Count the lines in the records below that contain the string "green", treating case as significant, and reply with only that number.

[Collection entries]
--------------------------------------------------
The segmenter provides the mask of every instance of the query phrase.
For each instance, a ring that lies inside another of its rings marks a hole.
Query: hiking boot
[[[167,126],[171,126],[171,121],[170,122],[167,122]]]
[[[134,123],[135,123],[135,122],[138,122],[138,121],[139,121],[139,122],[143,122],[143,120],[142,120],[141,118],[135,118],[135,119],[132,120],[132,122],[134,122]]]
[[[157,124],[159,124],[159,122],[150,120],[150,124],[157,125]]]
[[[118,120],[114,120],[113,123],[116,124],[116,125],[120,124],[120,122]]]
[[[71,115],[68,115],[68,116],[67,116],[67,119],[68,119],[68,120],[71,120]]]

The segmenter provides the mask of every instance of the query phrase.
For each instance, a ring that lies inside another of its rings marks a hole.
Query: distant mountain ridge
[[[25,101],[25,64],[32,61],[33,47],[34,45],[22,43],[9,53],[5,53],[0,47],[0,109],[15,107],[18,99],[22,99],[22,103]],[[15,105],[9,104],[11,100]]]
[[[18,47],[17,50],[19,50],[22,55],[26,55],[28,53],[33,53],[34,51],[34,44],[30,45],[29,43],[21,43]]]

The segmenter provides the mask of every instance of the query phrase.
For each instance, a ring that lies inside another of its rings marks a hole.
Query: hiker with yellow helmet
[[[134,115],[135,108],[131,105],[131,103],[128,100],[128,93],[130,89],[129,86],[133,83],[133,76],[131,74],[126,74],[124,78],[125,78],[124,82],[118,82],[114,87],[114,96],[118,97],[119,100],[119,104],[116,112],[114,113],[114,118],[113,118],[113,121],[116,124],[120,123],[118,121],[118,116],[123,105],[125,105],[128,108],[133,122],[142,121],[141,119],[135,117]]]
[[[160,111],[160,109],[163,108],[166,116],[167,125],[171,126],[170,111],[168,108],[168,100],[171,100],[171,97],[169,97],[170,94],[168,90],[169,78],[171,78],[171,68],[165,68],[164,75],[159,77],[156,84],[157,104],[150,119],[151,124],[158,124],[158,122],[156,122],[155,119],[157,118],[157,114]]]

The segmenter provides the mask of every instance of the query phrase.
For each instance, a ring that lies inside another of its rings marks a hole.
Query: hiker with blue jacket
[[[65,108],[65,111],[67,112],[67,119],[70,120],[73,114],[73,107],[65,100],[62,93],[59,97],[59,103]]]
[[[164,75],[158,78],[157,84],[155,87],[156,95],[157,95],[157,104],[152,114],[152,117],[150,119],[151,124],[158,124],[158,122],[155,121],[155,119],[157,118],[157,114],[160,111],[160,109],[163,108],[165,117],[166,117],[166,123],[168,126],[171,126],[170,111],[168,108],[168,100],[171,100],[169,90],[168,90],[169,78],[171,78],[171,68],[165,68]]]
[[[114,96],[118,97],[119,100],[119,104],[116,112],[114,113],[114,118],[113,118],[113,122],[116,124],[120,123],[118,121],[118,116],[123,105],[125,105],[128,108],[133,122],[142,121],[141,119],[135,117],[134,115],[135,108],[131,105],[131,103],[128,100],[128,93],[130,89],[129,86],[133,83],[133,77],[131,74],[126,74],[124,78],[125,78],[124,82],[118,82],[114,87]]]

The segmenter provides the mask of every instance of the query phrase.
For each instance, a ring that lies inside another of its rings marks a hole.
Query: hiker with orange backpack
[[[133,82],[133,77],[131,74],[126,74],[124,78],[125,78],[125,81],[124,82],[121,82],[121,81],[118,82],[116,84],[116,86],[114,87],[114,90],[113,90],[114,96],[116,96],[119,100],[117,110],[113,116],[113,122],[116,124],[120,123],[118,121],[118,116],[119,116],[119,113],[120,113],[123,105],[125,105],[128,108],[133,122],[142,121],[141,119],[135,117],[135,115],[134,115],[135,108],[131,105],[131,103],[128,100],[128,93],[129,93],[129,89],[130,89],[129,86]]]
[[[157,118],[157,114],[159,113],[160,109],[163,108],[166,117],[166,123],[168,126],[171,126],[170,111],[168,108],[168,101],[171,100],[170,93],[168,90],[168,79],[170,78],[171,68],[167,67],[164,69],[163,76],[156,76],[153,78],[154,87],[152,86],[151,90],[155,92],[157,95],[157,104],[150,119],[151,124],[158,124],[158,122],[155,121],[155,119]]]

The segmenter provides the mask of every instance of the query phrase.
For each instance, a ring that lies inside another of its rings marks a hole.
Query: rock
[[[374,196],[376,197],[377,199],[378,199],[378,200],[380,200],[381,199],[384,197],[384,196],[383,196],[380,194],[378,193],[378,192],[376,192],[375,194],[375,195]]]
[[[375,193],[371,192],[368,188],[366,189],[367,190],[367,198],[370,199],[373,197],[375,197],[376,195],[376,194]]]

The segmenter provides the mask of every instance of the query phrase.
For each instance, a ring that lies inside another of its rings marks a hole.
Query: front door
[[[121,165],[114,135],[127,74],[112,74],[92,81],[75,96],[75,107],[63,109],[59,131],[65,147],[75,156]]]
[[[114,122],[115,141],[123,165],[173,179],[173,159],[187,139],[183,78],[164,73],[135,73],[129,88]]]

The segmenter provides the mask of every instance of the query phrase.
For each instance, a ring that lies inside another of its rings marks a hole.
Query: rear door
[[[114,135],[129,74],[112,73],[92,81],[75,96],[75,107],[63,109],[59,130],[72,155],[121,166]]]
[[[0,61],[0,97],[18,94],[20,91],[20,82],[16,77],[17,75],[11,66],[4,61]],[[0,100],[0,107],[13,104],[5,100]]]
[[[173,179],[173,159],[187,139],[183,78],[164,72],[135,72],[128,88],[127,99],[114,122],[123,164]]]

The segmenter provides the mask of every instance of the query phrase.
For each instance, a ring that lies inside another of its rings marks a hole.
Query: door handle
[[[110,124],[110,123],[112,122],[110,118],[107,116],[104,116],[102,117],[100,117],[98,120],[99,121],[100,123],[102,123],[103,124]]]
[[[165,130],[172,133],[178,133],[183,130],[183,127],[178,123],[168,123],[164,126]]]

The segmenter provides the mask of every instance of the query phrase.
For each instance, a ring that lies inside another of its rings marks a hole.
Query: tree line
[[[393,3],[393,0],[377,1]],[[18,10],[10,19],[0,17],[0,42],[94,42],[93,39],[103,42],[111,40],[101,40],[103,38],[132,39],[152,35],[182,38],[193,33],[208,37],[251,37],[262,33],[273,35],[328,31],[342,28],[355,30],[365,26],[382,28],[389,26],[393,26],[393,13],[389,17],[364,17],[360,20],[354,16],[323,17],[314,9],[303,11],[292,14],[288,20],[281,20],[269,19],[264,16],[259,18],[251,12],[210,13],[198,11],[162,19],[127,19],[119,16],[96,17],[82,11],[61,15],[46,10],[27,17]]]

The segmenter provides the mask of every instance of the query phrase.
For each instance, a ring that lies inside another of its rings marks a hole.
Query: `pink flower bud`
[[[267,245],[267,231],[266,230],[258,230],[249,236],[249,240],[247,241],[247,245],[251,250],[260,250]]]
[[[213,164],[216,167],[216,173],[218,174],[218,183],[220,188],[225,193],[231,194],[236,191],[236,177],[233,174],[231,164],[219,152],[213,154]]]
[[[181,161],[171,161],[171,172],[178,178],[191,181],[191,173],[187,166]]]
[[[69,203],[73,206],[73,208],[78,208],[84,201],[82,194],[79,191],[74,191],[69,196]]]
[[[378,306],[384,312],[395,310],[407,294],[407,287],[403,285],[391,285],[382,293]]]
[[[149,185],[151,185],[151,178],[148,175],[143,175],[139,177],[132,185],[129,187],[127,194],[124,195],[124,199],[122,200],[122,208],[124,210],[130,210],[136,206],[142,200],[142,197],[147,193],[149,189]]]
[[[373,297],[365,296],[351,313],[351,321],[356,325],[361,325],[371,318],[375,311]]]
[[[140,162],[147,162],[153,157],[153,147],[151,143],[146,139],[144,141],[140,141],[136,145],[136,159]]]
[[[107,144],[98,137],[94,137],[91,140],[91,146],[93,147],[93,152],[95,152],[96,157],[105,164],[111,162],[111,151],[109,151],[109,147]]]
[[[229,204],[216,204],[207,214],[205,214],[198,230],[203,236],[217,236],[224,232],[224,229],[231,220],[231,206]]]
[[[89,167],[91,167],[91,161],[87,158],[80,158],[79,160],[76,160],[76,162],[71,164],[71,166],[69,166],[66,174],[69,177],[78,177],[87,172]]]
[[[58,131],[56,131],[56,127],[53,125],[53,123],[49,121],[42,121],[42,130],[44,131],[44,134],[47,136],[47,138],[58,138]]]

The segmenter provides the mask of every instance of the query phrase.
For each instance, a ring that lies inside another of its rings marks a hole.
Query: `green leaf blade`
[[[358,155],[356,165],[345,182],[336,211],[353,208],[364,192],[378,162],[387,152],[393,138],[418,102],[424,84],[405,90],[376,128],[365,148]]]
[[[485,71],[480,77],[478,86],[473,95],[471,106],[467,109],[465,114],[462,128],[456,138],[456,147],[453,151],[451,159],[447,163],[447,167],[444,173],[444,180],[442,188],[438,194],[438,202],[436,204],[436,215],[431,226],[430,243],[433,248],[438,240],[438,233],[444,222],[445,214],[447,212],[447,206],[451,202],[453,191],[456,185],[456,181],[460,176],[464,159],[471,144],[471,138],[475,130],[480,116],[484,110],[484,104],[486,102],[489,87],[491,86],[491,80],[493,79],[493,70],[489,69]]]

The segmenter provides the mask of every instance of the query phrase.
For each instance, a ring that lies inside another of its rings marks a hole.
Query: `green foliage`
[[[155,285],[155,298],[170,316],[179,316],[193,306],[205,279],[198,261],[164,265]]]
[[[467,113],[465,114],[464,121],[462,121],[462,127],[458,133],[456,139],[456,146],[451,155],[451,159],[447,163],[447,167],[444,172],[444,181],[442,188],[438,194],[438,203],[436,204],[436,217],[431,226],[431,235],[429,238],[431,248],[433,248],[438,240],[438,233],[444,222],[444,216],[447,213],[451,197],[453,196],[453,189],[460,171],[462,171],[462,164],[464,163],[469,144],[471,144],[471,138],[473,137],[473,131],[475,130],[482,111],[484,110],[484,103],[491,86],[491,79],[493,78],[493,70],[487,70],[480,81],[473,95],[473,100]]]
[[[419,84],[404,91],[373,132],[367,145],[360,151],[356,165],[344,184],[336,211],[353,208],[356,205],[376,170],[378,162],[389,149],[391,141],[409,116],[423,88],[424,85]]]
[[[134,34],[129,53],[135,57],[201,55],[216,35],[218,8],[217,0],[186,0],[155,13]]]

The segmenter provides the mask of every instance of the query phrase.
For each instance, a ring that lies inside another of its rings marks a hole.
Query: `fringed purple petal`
--------------------------------------------------
_Exercise output_. 2